# [Page excerpt]
........

The Claim Decomposer is more than a simple sentence splitter. It preserves the surrounding context that makes a claim interpretable and tags each claim with its citation anchors. The Provenance Tracer resolves those anchors to actual source URLs or document identifiers, which the Source Retriever then fetches and chunks for comparison. The Entailment Judge — typically an LLM prompted with both the claim-in-context and the retrieved passage — assigns a support rating. Finally, the Report Aggregator combines per-claim ratings into a document-level factuality score, weighting by claim significance rather than treating every sentence equally.

Tip

For production deployments, the Source Retriever step is the most fragile. URLs in research reports go dead, paywalled, or redirect to updated versions. Build in a fallback that queries a web search or cached document store when direct retrieval fails, and flag claims whose sources could not be retrieved separately from claims whose sources were retrieved but don’t support the claim.

Engineering Considerations for Production Verification Pipelines

Running a document-level verification agent in production introduces latency and cost pressures that don’t exist in offline evaluation. A few patterns help:

Lazy verification by claim risk. Not all claims in a research report carry the same factuality risk. Numerical claims, causal claims, and attributed quotes are high-risk; scene-setting or transitional sentences are low-risk. A risk classifier as the first step lets you skip full provenance tracing for the majority of sentences, spending verification budget only where it matters.

Caching source retrievals. Research agents querying overlapping topics will repeatedly cite the same sources. A shared document cache keyed by URL and retrieval timestamp avoids redundant fetches and makes verification latency predictable.

Structured verdicts for downstream use. A binary hallucinated/not-hallucinated label is rarely actionable. Emit structured verdicts that include the specific claim, the source passage that was checked, the support rating, and the failure mode type. This output feeds both human review workflows and automated reranking loops that can teach the research agent which source-citation patterns it gets wrong most often.

@dataclass
class ClaimVerdict:
    claim_text: str
    claim_context: str          # surrounding sentences for interpretability
    source_url: str
    retrieved_passage: str
    support_rating: Literal["full", "partial", "none", "source_unavailable"]
    failure_mode: Literal["hallucination", "misattribution", "unsupported_inference", None]
    confidence: float           # verifier's own confidence in its judgment

Connecting Verification Back to the Research Agent

A verification agent is most valuable when its output closes a feedback loop rather than just producing a post-hoc score. The practical integration points are:

Training signal: Claims rated as misattributed or hallucinated become negative examples for fine-tuning the research agent’s synthesis step.
Retrieval reranking: If the verifier consistently finds that certain source types (e.g., secondary summaries vs. primary papers) produce more unsupported inferences, the research agent’s retrieval strategy can down-rank those source types.

........

# [Description of the task]
Copy the verification pipeline excerpt word for word from "Running a document-level" to "verification latency predictable.". The rows that come next have no connection to the verification pipeline excerpt.

........

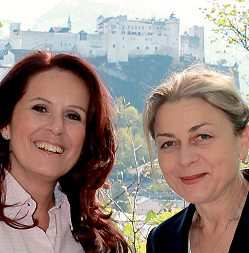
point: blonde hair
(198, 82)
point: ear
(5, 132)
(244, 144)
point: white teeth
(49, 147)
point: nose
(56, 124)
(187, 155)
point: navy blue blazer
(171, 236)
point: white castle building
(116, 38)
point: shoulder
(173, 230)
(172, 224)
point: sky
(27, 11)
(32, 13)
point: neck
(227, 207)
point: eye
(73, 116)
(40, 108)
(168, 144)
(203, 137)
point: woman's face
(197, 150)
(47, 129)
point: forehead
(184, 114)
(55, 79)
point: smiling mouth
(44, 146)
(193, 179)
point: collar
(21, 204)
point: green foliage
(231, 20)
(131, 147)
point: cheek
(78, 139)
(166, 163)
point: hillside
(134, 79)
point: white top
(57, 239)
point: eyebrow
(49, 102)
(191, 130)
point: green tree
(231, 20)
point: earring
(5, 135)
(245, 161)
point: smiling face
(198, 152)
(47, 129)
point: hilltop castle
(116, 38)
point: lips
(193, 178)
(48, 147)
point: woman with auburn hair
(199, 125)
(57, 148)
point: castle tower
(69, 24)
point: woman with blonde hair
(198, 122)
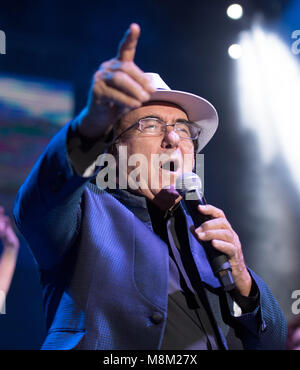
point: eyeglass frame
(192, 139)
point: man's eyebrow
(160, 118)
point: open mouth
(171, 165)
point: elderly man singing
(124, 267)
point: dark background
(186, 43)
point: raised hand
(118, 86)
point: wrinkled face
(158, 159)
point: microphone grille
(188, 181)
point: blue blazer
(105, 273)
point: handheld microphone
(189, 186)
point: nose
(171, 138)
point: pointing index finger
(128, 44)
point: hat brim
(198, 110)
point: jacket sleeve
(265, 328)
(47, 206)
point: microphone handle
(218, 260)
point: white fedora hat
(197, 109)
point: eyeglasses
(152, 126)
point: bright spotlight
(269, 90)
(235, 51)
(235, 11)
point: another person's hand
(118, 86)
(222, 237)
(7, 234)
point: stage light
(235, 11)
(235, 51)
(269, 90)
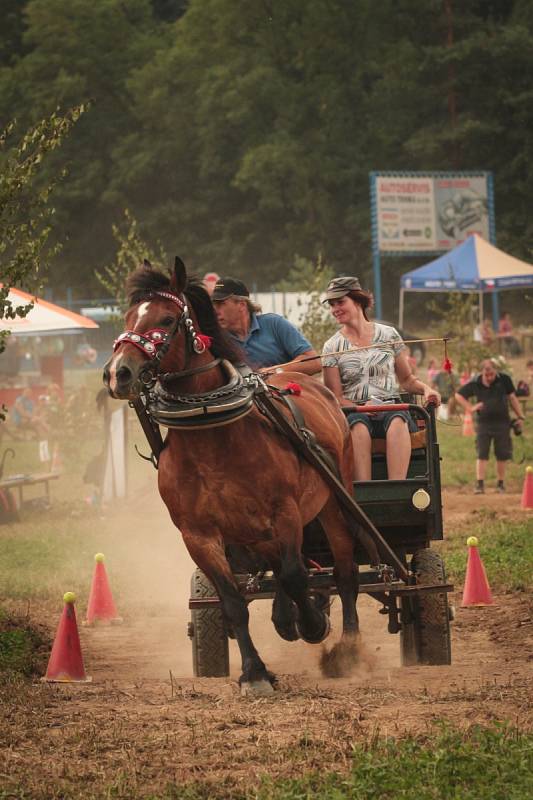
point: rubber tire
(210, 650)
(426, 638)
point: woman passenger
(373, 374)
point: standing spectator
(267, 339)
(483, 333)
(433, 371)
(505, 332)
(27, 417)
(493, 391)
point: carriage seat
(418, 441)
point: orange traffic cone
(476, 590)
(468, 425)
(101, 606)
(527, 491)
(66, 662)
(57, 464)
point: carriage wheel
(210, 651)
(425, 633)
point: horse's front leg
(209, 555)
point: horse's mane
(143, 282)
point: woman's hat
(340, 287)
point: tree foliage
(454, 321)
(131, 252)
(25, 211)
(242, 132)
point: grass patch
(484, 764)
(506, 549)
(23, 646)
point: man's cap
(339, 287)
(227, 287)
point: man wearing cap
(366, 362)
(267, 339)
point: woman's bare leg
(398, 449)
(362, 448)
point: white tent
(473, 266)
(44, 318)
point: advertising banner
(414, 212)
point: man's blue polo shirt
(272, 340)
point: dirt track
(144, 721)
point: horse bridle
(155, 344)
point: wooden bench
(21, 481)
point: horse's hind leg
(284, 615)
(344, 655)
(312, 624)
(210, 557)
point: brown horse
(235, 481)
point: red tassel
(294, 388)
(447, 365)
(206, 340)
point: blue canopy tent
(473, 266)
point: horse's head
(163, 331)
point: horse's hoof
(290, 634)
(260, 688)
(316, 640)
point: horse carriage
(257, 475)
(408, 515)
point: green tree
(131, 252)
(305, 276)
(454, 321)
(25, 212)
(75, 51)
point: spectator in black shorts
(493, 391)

........

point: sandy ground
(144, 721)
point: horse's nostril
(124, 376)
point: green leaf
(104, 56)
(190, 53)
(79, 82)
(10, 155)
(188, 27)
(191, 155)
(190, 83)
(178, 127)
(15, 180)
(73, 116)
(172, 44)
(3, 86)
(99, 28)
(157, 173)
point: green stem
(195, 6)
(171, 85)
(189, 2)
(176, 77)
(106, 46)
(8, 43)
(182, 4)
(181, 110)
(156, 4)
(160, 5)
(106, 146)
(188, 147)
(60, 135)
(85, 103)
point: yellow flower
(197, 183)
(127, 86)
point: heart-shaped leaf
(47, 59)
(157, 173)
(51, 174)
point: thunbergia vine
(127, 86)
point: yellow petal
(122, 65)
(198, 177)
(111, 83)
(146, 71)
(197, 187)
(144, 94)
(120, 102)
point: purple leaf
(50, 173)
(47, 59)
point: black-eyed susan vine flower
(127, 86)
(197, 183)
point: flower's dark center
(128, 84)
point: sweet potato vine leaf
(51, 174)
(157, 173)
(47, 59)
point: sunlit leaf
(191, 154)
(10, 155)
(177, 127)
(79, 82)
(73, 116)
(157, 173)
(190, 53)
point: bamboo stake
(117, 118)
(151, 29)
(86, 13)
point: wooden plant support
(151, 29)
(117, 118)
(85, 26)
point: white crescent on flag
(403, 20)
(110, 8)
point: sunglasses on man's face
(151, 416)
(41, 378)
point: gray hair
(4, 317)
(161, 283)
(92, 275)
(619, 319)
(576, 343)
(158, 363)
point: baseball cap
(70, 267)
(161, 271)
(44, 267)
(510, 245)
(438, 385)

........

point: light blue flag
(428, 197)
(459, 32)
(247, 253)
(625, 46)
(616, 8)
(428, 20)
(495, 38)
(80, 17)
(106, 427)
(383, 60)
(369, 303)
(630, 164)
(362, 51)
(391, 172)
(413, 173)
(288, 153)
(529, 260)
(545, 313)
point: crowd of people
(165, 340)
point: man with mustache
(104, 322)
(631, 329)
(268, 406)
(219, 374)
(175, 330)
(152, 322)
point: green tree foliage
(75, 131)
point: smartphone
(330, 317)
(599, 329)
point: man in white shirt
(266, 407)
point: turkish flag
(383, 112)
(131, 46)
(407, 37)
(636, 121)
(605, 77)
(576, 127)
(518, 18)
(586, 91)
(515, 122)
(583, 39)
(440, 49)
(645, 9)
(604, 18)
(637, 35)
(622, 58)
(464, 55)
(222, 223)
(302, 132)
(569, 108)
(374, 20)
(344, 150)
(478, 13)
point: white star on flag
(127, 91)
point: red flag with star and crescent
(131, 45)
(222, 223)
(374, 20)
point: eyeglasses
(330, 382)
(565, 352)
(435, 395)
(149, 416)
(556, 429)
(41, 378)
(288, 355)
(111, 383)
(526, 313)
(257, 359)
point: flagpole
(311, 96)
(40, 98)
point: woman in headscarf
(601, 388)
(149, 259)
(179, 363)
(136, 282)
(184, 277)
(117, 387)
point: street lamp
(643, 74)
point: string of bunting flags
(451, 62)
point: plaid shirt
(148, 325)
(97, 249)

........

# [Solution]
Running a document-level verification agent in production introduces latency and cost pressures that don’t exist in offline evaluation. A few patterns help:

Lazy verification by claim risk. Not all claims in a research report carry the same factuality risk. Numerical claims, causal claims, and attributed quotes are high-risk; scene-setting or transitional sentences are low-risk. A risk classifier as the first step lets you skip full provenance tracing for the majority of sentences, spending verification budget only where it matters.

Caching source retrievals. Research agents querying overlapping topics will repeatedly cite the same sources. A shared document cache keyed by URL and retrieval timestamp avoids redundant fetches and makes verification latency predictable.